- RECORDS PROVIDED

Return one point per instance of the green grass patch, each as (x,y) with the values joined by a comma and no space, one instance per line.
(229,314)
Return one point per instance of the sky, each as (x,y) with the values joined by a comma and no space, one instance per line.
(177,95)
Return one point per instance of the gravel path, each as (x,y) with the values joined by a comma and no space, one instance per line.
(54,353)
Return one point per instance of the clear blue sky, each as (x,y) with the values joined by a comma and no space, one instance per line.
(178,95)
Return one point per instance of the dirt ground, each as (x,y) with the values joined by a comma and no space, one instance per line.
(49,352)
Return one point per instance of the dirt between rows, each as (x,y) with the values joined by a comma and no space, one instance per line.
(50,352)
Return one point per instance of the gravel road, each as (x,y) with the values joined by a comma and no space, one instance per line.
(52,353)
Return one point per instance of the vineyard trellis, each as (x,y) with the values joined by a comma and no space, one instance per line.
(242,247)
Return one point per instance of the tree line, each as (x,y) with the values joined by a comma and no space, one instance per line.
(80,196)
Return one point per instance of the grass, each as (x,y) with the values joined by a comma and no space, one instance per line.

- TASK TO COMPLETE
Copy out all of the lines above exactly.

- EXERCISE RESULT
Return one point per instance of the green grass patch, each as (x,y) with the values joined by a comma and no space, one instance per line.
(229,314)
Return one point per instance of the sky, each as (x,y) with the values joined by a comma and no space, one instance per line.
(177,95)
Return one point per instance of the gravel path, each as (x,y) with the values joined by a comma and no space, one instance per line.
(54,353)
Return one point per instance of the clear blue sky, each as (x,y) with the values joined by a comma and no space, one instance per line.
(178,95)
Return one point per instance of the dirt ground, each as (x,y) with the values joined by a comma and no space, one instance per line.
(49,352)
Return one point per instance of the dirt between rows, each as (x,y) with the values joined by a comma and no space, one instance per line.
(50,352)
Return one point per instance of the gravel road, each as (x,y) with the values joined by a comma and no space, one instance per line.
(52,353)
Return one point per instance of the vineyard trellis, each as (x,y) with the values joined by a comma and no space, one instance per line.
(242,247)
Return one point per instance of the tree line, each as (x,y) with the values joined by a comma and no space, one instance per line.
(80,196)
Return one point per instance of the grass, each as (x,y) with the values joined by a comma and no space, one instance per line.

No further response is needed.